• [Extrait proposé]:

Pour le néophyte en belles pompes, une chaussure a l’air « toute bête ». Mais pour l’artisan-bottier, c’est un délire de complexité où technicité, innovation et tradition se répondent pour habiller vos pieds et les aider à marcher. « Mes paires de souliers sur-mesure, à condition d’en prendre soin et de les traiter avec les égards dus à leur rang, je les garanties 20 ans !, s’emporte Pierre Corthay, mais la chaussure est un objet utilitaire. A moins d’être maniaques, et j’ai des clients qui le sont, elle doit servir ! » Rue Volney, la main-d’œuvre qualifiée des compagnons se dédie à la cause comme autant de Vulcain frappant et sculptant le cuir. Le travail de l’œil, l’intelligence de la main, ils en ont fait leur credo, eux qui œuvrent en de sonores jurons et dont le langage fleuri jonche l’établi.

• [Enregistrements fournis]:
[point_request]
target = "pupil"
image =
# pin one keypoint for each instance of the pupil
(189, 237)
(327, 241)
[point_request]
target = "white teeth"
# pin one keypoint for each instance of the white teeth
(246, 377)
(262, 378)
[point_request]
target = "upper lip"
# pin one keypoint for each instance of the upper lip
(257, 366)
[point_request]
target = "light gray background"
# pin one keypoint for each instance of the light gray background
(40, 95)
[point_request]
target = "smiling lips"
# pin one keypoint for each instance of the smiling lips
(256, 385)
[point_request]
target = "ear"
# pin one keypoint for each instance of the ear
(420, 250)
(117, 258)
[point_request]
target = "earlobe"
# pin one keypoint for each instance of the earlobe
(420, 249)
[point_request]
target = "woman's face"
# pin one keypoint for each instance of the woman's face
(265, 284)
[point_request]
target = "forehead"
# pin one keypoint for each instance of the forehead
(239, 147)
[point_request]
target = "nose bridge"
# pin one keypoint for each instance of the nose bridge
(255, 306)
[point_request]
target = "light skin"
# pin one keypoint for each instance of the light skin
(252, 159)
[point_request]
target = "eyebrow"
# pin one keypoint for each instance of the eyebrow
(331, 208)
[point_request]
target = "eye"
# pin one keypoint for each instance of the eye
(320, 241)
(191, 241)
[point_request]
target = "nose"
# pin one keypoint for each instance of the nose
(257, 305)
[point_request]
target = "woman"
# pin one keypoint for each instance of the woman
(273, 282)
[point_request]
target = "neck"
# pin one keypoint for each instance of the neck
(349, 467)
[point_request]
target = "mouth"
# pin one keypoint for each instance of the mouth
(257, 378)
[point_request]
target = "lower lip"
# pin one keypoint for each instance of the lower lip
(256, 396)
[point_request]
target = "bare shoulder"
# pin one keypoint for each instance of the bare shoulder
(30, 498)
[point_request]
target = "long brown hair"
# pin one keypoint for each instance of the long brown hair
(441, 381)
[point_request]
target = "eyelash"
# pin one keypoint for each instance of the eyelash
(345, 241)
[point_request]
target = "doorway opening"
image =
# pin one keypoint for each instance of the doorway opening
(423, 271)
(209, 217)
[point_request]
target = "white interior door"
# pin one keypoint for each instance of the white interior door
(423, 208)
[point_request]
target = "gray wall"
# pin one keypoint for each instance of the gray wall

• [Consignes à suivre]:
Recopiez mot pour mot le passage de l'extrait sur le métier de bottier qui commence aux mots "Pour le néophyte" et s'arrête après les mots "fleuri jonche l’établi.". Ces enregistrements viennent d'une autre source que l'extrait sur le métier de bottier.

• [Réponse attendue]:
Pour le néophyte en belles pompes, une chaussure a l’air « toute bête ». Mais pour l’artisan-bottier, c’est un délire de complexité où technicité, innovation et tradition se répondent pour habiller vos pieds et les aider à marcher. « Mes paires de souliers sur-mesure, à condition d’en prendre soin et de les traiter avec les égards dus à leur rang, je les garanties 20 ans !, s’emporte Pierre Corthay, mais la chaussure est un objet utilitaire. A moins d’être maniaques, et j’ai des clients qui le sont, elle doit servir ! » Rue Volney, la main-d’œuvre qualifiée des compagnons se dédie à la cause comme autant de Vulcain frappant et sculptant le cuir. Le travail de l’œil, l’intelligence de la main, ils en ont fait leur credo, eux qui œuvrent en de sonores jurons et dont le langage fleuri jonche l’établi.